▸ **ABOUT THIS TASK**:
Up to and including the line that contains "(a) Find the dark tree", return every line from the start of the data, unchanged.

::: RECORDS SUPPLIED :::

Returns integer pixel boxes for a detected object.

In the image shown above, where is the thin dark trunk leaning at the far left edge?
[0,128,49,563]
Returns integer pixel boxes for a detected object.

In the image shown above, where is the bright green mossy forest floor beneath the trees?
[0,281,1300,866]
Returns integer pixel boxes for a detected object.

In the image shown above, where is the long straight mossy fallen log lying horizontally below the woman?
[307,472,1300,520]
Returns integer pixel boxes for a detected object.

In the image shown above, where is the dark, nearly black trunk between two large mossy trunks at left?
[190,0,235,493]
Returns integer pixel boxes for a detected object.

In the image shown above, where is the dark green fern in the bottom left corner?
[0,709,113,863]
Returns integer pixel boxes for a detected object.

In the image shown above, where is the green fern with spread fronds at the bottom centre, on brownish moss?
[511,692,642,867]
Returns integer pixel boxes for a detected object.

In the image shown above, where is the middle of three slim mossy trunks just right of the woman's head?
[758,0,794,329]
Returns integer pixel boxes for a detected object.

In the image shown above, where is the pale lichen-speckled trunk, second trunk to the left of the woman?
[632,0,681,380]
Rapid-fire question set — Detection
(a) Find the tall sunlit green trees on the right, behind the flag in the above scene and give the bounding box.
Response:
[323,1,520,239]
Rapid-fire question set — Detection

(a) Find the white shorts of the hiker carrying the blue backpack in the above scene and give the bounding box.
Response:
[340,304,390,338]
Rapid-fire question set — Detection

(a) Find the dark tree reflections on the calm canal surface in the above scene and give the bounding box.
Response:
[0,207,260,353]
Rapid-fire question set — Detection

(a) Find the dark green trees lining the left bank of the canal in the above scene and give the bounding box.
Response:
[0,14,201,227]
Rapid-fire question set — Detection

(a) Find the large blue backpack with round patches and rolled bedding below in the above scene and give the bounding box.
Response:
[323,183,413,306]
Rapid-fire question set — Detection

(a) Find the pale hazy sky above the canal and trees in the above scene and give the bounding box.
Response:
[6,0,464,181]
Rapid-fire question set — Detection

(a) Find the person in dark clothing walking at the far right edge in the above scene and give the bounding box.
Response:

:::

▸ **EXERCISE OUTPUT**:
Returns integer pixel boxes for a detected object.

In the image shown above, where is the thin dark trunk leaning at the far left edge?
[0,128,49,563]
Returns integer pixel boxes for a detected object.

In the image shown above, where is the bright green mossy forest floor beneath the trees?
[0,281,1300,866]
Returns integer pixel boxes for a detected object.

In the image shown above, where is the long straight mossy fallen log lying horizontally below the woman?
[307,472,1300,520]
Returns integer pixel boxes for a detected object.

In the image shown above, where is the dark, nearly black trunk between two large mossy trunks at left?
[190,0,235,493]
Returns integer pixel boxes for a detected object.

In the image shown above, where is the dark green fern in the bottom left corner?
[0,709,113,863]
Returns integer pixel boxes for a detected object.

In the image shown above, where is the green fern with spread fronds at the bottom centre, on brownish moss?
[511,692,642,867]
Returns integer pixel boxes for a detected object.

In the image shown above, where is the middle of three slim mossy trunks just right of the woman's head?
[758,0,794,329]
Returns integer pixel boxes for a detected object.

In the image shown above, where is the pale lichen-speckled trunk, second trunk to the left of the woman?
[632,0,681,380]
Rapid-fire question set — Detection
(a) Find the tall sunlit green trees on the right, behind the flag in the above scene and give the bounding box.
Response:
[323,1,520,239]
Rapid-fire question set — Detection

(a) Find the white shorts of the hiker carrying the blue backpack in the above scene and give the bounding box.
Response:
[340,304,390,338]
Rapid-fire question set — Detection

(a) Find the dark tree reflections on the calm canal surface in the above scene and give the bounding box.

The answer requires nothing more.